§ Task: Rewrite the lines as a numbered list with blank lines removed, starting at the line that contains "Spot the alligator mouth" and ending at the line that contains "[[256, 42]]".

§ Data supplied:
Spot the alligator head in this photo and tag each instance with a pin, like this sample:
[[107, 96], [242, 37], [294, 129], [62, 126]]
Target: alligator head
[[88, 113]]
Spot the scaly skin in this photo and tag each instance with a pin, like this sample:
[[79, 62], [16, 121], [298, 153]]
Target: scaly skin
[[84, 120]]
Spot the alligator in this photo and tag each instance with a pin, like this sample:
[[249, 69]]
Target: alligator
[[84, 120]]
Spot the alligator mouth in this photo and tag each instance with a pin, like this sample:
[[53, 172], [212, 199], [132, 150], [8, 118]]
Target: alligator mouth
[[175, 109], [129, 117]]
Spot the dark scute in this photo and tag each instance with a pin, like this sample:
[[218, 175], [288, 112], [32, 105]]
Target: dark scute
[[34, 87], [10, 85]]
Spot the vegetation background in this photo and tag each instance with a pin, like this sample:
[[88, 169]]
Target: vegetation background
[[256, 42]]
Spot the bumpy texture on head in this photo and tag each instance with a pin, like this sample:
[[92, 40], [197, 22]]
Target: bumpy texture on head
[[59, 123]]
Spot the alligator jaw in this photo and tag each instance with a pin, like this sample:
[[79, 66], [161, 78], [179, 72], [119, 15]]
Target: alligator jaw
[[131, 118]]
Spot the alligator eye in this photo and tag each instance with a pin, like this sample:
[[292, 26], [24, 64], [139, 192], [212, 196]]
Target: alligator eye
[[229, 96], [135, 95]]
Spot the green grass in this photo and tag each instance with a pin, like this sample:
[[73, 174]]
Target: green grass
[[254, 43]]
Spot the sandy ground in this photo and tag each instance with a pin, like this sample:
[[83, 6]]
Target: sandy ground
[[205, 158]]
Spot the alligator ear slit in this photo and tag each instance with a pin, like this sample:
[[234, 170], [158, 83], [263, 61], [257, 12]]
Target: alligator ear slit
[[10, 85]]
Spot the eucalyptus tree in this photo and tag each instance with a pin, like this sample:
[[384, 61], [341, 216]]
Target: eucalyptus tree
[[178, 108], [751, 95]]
* * *
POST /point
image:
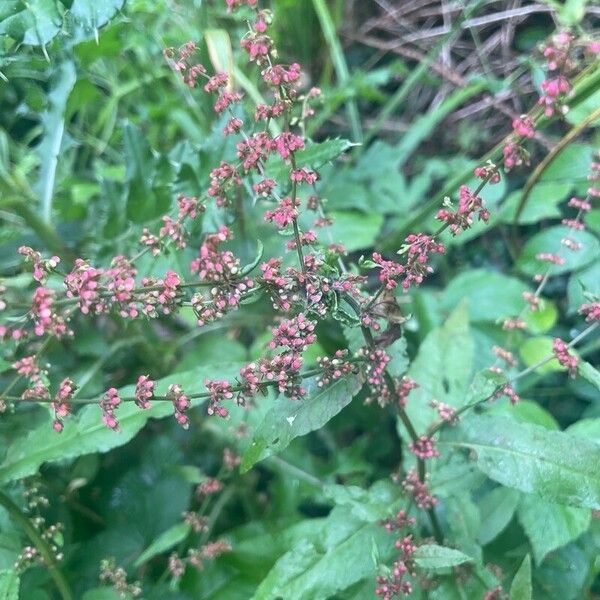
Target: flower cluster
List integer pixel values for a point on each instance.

§ Correct output:
1. Spot the alligator mouth in this photo and tag each instance with a pin, like this sample:
2. [[53, 172], [212, 199], [132, 150], [8, 118]]
3. Target: alligator mouth
4. [[175, 109], [129, 117]]
5. Spot the dark scute in this photo and tag each instance with a pin, like this sample:
6. [[218, 175], [288, 112], [32, 105]]
7. Target: dark scute
8. [[34, 87], [10, 85]]
9. Spot the vegetation background in this photo and tag each instance with a pin, like this sample:
10. [[88, 169]]
11. Target: vegetation background
12. [[256, 42]]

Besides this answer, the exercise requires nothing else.